▶ ABOUT THIS TASK
Set down every line below, word for word.
* * * * *
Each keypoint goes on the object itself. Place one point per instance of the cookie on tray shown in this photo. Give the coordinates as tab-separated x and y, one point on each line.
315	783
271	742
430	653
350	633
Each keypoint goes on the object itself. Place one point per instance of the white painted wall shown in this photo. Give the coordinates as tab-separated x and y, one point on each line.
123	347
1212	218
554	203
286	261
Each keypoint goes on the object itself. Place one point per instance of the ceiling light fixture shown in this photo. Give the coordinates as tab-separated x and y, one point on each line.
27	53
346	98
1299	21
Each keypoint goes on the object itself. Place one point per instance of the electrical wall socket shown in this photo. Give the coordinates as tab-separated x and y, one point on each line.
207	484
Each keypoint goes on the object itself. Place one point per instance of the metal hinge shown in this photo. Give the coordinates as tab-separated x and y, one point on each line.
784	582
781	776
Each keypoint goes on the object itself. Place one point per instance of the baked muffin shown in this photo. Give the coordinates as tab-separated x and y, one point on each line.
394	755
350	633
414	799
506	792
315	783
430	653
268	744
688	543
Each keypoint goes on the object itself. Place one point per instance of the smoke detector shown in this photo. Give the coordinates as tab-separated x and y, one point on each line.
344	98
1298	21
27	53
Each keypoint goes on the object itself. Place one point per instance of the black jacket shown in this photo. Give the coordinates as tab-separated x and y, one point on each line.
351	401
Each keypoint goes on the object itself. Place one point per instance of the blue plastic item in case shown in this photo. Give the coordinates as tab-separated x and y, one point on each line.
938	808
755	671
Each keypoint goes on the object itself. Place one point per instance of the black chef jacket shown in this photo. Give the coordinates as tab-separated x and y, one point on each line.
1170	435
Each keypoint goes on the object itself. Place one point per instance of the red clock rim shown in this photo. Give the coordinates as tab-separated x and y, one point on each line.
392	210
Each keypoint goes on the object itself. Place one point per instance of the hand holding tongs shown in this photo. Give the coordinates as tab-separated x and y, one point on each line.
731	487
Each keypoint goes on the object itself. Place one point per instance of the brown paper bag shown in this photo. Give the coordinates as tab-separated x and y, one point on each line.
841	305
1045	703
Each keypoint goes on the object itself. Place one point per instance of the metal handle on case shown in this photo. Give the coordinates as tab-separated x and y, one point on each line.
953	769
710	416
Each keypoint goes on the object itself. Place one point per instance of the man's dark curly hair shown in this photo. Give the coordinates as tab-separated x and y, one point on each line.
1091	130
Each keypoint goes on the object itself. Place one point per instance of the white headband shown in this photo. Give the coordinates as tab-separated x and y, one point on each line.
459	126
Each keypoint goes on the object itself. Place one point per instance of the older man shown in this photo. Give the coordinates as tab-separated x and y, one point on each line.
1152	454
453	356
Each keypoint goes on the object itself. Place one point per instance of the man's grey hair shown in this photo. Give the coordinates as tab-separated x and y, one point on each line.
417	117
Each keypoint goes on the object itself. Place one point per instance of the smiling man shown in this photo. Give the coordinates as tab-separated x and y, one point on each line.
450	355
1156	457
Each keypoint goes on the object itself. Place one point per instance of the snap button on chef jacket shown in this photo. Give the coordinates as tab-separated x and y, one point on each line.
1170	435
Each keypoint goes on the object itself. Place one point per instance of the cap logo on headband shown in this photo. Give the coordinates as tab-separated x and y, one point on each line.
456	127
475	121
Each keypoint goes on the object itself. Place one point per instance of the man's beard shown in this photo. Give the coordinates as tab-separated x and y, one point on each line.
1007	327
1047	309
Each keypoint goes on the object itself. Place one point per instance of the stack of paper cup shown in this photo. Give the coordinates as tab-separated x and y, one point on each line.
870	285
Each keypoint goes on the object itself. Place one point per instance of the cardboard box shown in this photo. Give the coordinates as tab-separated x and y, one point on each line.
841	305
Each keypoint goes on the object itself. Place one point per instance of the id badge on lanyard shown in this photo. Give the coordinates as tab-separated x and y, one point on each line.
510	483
* * * * *
▶ TASK RESPONSE
Each keypoint goes on the object itself. Place one point per instance of the cookie on tray shown in this photo. Give the coordinates as tab-separated x and y, one point on each line.
315	783
271	742
430	653
350	633
Each keypoint goes on the object itself. Place one point per instance of the white painted wall shown in this photo. Give the coordinates as tab-separated x and y, one point on each line.
123	347
1212	218
554	203
286	261
Each keypoint goes on the object itself. Place one point per instance of the ceiling light fixture shown in this photo. Give the coordinates as tab-separated x and y, one point on each line.
27	53
346	98
1299	21
Each keypoint goes on the object itself. Place one point per instance of the electrical wall socket shown in this photo. Give the coordinates as tab-separated x and y, one point on each line.
207	484
Each keypoint goes on the object itself. Place one point per instance of the metal hinge shown in this photo. Give the coordinates as tab-separated x and y, one point on each line.
784	582
781	776
Each keypoint goes on the object itself. Place one point per instance of the baked muffin shown in this photo. Give the coordinates as tab-separated x and y, one point on each line.
394	755
350	633
414	799
506	792
315	783
430	653
268	744
688	543
Each keypoint goes on the object itself. Place one point per instance of the smoke detector shown in this photo. Give the coordinates as tab-separated x and y, one point on each line.
344	98
1298	21
27	53
Each keypoint goes on the object itself. Place one point per instance of the black jacket shown in this photo. Give the coordinates as tab-separated x and y, one point on each line.
351	401
Each keypoint goes on the object itself. Place one point per instance of the blue plastic item in case shown in this photo. Give the coordinates as tab-separated x and y, one point on each line.
938	808
755	671
Each keypoint goes on the object itself. Place one point per instance of the black chef jacket shown in this photo. Give the coordinates as tab-separated x and y, one point on each line.
1170	435
Each keypoint goes on the object itself. Place one point per instance of the red clock rim shown in this photo. Give the coordinates as tab-separated x and y, one point on each line.
392	210
Each keypoint goes on the object itself. Place one point per instance of the hand holding tongs shown in this photo. Give the coordinates as tab-separated x and y, one point on each line.
731	487
Each keypoint goes on the object itself. Place one point per instance of the brown paper bag shown in this photo. Give the coordinates as tab-separated x and y, one point on each line.
841	305
1045	703
Each keypoint goes on the object itself. Place one point per instance of the metal handle on case shown in this photo. Give the coordinates as tab-separated x and y, one point on each line.
953	769
710	416
Each keypoint goes on the object itself. Place one point per instance of the man's dark curly hair shown in this photo. Give the coordinates as tab-separated x and y, one point on each line.
1091	130
Each keypoint goes on the object itself. Place one point per instance of the white headband shown in this photo. Give the coordinates as tab-separated x and y, one point on each line.
459	126
Each keypoint goes on the object itself. Place one point per instance of the older man shown in this photo. Give the coordinates as tab-separated x and y, one point on each line.
1152	454
453	356
Each keypoint goes on the object itself. Place one point per instance of the man's grey hair shown in this photo. Give the coordinates as tab-separated x and y, one point on each line.
417	117
Each keypoint goes on the object itself. Place one point per instance of the smiling man shown in this photo. Give the coordinates as tab-separated x and y, one point on each line.
450	355
1156	457
Each keypoint goes on the object itself. Place one point per instance of the snap button on chef jacket shown in this photo. Give the coordinates as tab-separated x and y, one point on each line.
1170	435
Each keypoint goes on the object itself. Place one point per instance of the cap logo on headband shown in this photo. Give the coordinates as tab-separated x and y, one point on each line.
456	127
475	121
Each keypoint goes on the object itself. Place one point per instance of the man's beard shown in this photo. Give the coordinates as tab-separated x and y, one point on each line.
1007	327
1047	309
Each keypoint goes on the object itself. Place one point per instance of the stack of paper cup shown in this photo. Give the coordinates as tab-separated x and y, one point on each line.
870	285
Each keypoint goes on the object itself. Place one point per instance of the cardboard box shown in this photo. Give the coordinates as tab-separated x and y, one point on each line.
841	305
Each keypoint goes on the object itself. Place one point per instance of the id badge on lanyard shown in this photo. Give the coordinates as tab-separated x and y, one point on each line.
510	483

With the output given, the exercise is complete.